▶ [DOCUMENT SEGMENT]:
——
# Will bees rob out old pollen?



## beemandan (Dec 5, 2005)

Pollen doesn't get robbed in my experience. You can put them in another hive and the bees will either use it or remove it.


----------



## Scott Gough (Dec 10, 2015)

I agree with beemanddan. I have not seen pollen robbed out. I have a frame outside right now that had a little honey on it and a lot of pollen and the honey is gone and the frame is being totally ignored pollen still in tact. It is similar looking to the pollen frame shown by the OP. 

My question is about "entombed pollen". Michael Palmer mentioned in another thread about changing out entombed pollen frames. If I recall correctly entombed pollen gets a dark red color. Are there any other characteristics of entombed pollen that I can look for so that I do not waste space in a hive with an entombed pollen frame? 

I assume that if there is an entombed pollen frame in a hive the bees will not ever remove the pollen. Is that correct?

I did not mean to hijack the thread but I hope the questions posed are relevant to the OP's question.


----------



## gww (Feb 14, 2015)

Scott
My take on the entombed pollen was that the bees covered it cause it was dangerous in some way (pesticide or poisen plant). I am not sure when the comments were made that I am interpeting what was ment but more that is how I took it. So my conclution, right or wrong, was not that the bees might not use it if they were in some bind but more that you did not want them to use it under any circumstance cause it might hurt them.
——
▶ [RECORDED INFORMATION]:
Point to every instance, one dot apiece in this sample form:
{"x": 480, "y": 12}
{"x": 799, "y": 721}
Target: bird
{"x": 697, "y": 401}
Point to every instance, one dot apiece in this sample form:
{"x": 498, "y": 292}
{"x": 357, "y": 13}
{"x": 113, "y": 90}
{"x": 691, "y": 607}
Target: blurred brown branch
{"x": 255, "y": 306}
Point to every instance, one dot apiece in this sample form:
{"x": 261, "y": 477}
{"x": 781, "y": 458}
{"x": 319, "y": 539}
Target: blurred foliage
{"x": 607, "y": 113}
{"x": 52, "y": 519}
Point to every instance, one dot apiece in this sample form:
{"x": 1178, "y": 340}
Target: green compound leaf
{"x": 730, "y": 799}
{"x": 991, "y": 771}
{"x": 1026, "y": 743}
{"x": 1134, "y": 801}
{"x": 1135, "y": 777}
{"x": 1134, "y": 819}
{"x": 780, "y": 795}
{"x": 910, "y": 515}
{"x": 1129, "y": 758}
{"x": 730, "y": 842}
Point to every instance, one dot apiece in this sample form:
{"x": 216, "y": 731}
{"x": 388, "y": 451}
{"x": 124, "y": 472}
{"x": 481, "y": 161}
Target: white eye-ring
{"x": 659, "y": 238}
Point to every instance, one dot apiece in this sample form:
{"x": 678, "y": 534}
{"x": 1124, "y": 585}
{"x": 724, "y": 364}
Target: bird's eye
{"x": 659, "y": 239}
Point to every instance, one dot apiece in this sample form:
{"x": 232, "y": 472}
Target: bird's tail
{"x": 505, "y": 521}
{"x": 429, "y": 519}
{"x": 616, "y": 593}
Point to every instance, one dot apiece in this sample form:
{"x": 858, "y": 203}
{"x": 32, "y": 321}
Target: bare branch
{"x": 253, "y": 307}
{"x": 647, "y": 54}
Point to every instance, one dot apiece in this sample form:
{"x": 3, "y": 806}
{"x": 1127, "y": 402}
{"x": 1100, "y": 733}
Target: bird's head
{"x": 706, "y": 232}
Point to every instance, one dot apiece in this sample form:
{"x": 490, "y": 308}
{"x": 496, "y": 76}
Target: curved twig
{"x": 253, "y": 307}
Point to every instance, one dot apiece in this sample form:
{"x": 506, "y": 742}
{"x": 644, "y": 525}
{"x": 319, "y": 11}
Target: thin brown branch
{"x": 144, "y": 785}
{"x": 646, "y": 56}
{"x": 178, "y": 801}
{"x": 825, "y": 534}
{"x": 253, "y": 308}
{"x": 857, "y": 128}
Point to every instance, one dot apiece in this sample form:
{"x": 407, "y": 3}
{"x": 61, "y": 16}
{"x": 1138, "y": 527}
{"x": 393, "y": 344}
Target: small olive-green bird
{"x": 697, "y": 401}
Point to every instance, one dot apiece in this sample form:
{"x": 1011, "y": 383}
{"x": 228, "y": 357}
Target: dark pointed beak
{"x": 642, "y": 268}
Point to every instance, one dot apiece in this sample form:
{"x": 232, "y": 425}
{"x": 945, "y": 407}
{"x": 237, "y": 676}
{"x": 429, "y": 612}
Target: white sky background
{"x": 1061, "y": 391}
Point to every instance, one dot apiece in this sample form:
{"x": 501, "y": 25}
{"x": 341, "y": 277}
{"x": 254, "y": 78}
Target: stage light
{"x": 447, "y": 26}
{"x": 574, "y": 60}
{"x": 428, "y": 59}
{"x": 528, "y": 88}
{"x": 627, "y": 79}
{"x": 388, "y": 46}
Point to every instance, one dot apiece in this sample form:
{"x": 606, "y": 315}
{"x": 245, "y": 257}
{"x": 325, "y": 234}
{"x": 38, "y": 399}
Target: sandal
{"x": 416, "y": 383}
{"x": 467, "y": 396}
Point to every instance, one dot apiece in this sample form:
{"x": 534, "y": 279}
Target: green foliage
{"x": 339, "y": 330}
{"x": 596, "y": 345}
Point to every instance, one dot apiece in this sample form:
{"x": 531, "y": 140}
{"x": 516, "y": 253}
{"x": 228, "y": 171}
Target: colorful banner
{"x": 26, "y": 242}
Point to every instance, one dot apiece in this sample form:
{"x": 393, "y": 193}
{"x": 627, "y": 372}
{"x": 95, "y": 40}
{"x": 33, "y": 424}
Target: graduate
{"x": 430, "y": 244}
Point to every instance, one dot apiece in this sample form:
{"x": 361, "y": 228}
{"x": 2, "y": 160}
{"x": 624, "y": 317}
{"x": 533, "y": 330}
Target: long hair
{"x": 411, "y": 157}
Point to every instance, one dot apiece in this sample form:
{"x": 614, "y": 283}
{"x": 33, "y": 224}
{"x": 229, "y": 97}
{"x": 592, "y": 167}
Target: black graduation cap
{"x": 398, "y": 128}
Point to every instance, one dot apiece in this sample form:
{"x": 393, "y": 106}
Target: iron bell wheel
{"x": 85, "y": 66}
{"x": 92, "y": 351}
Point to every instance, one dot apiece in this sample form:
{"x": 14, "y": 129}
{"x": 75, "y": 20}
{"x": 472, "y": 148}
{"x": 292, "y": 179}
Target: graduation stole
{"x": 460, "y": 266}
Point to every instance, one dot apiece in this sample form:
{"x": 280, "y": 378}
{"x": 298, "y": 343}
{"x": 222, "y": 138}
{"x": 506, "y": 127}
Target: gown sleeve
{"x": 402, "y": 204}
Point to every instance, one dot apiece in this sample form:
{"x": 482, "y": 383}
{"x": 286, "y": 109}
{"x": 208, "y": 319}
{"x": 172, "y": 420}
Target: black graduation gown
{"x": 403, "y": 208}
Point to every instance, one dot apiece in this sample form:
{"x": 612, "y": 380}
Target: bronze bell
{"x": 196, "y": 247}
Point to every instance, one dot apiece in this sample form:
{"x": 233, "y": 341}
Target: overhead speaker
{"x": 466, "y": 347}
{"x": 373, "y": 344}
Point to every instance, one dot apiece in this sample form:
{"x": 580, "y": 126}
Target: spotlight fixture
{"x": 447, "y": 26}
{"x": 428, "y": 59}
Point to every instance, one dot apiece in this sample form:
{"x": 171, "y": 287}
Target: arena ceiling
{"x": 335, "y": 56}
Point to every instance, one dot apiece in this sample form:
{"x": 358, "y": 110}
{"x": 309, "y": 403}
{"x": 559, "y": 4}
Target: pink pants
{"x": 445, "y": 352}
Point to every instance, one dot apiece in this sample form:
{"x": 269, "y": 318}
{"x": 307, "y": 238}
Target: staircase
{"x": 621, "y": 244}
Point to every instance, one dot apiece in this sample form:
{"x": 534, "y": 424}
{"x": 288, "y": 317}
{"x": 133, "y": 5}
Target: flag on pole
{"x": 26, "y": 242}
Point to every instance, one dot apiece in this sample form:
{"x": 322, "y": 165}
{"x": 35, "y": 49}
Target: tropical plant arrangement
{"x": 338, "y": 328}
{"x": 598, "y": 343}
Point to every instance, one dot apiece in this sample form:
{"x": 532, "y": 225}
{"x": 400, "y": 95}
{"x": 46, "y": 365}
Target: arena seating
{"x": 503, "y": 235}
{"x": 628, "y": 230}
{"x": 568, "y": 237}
——
▶ [DIRECTION]:
In the thread on whether bees rob out old pollen, what color does Scott Gough recall entombed pollen turning? The records have no connection to the thread on whether bees rob out old pollen.

▶ [TASK OUTPUT]:
Dark red.